Estratto del documento:
◇ ◇ ◇ ◇ ◇

Partendo da Monte Isola, fermarsi a vedere le terme romane di Predore, affacciate sull'acqua in un suggestivo spazio miracolosamente recuperato. E di lì a Sarnico, con le meravigliose ville Liberty e le terrecotte e i ferri battuti di Alessandro Mazzucotelli. Appena più in là, Credaro, con una cappella affrescata da Lorenzo Lotto (che, da sola, vale cento volte l'opera di Christo). Di quest'ultimo grande artista non è perdibile in alcun modo la Cappella Suardi a Trescore Balneario, il cui rilievo nella storia dell'arte è pari a quello della Cappella Sistina di Michelangelo e delle Stanze Vaticane di Raffaello.
Dopo l'escursione a Trescore, a soli 12 chilometri da Sarnico, le meraviglie sono tutte sulle rive del lago: a Solto Collina, per vedere la Pieve di Santa Maria Assunta con l'organo di Andrea Fantoni e la Pala d'altare di Giambettino Cignaroli e, nella Cappella della Disciplina, il ciclo di affreschi di Giacomo Busca; e, ancora, gli affreschi quattrocenteschi di Gargarino nella Chiesa dei Santi Ippolito e Cassiano. Poco lontano, a Lovere, le belle collezioni dell'Accademia Tadini, con i dipinti di Jacopo Bellini, Francesco Benaglio, Carlo Francesco Nuvolone, Giacomo Ceruti, Francesco Hayez. Stiamo descrivendo luoghi perduti, inaccessibili, in terre che appaiono, non solo oggi, disabitate, e abbiamo indicato una serie di monumenti importanti ma marginali, episodici.

◇ ◇ ◇ ◇ ◇

Dati forniti:
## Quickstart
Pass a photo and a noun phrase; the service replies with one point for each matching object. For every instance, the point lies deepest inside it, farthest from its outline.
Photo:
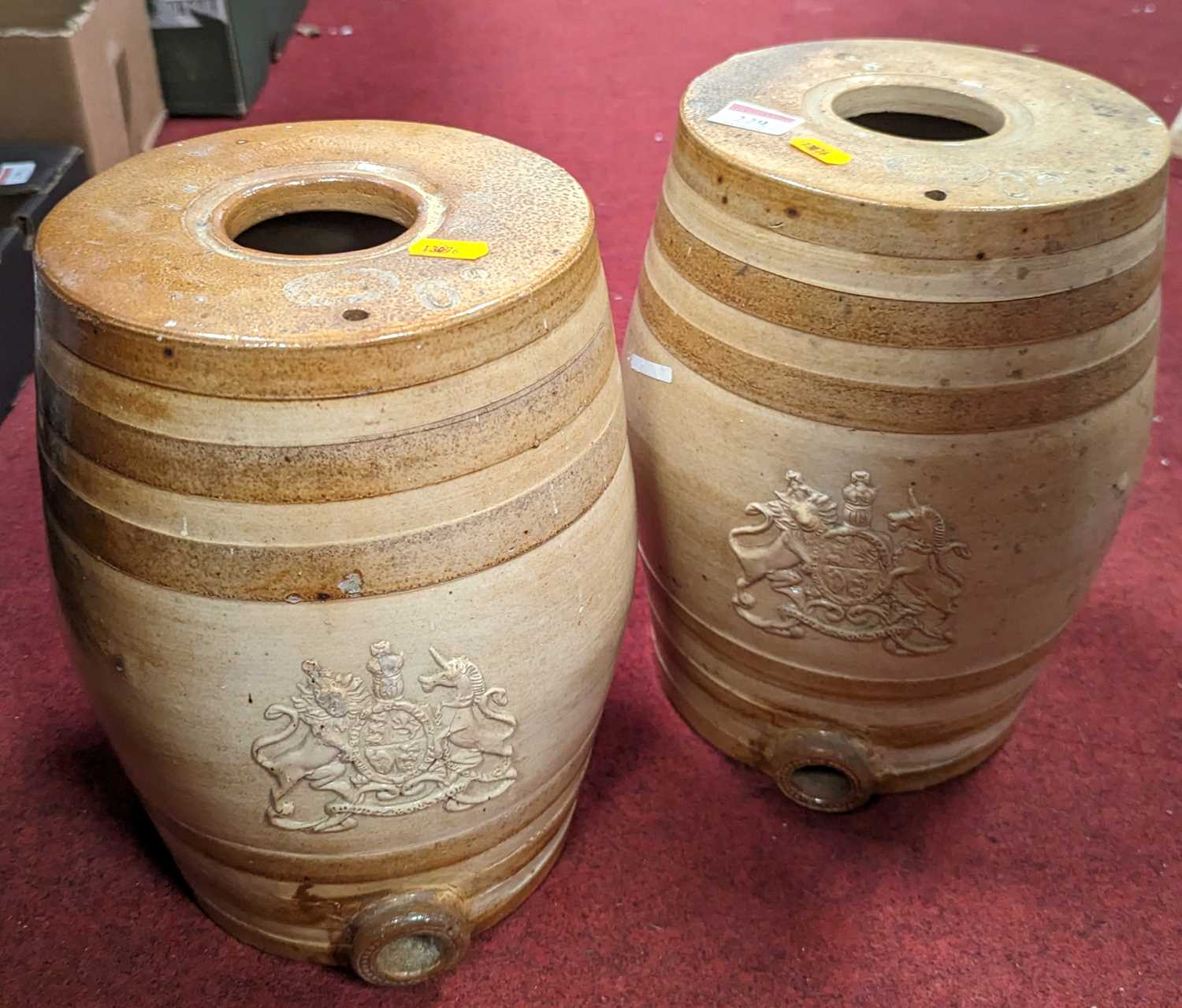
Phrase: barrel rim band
(265, 573)
(314, 368)
(858, 318)
(849, 402)
(344, 470)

◇ ◇ ◇ ◇ ◇

Esercizio scritto A: Secondo il testo sull'itinerario artistico tra Monte Isola e Lovere, a quanti chilometri da Sarnico si trova Trescore?
Esercizio scritto B: Riprenda il testo sull'itinerario artistico tra Monte Isola e Lovere e lo prosegua a partire dalla sua ultima frase.
I dati non sono necessari per lo svolgimento dei compiti.

Risposta A: A soli 12 chilometri.

Risposta B:
Andiamo invece a Brescia e Bergamo che, in un reale quadrilatero, con Piacenza e Cremona, sono l'epicentro di una grande rivoluzione artistica che va dal più importante maestro del Trecento, al tempo di Giotto, il maestro di Sant'Agata a Cremona, a Caravaggio che, di famiglia bergamasca, allievo di Simone Peterzano, celebrato in queste settimane vuote nell'Accademia Carrara di Bergamo, negli anni dalla sua formazione molto vide e apprese in quelle città. Oggi le troverebbe vuote e con le chiese e i musei chiusi. Le condizioni psicologiche si ritrovano identiche in Boccaccio come in Camus.
«Lasciamo stare che l'uno cittadino l'altro schifasse e quasi niuno vicino avesse dell'altro cura e i parenti insieme rade volte o non mai si visitassero e di lontano: era con sì fatto spavento questa tribulazione entrata ne' petti degli uomini e delle donne, che l'un fratello l'altro abbandonava e il zio il nipote e la sorella il fratello e spesse volte la donna il suo marito; e (che maggior cosa è e quasi non credibile), li padri e le madri i figliuoli, quasi loro non fossero, di visitare e di servire schifavano» (Boccaccio).
«La peste aveva ricoperto ogni cosa: non vi erano più destini individuali, ma una storia collettiva, la peste, e dei sentimenti condivisi da tutti. Il più forte era quello della separazione e dell'esilio, con tutto quanto comportava di paura e di rivolta» (Camus).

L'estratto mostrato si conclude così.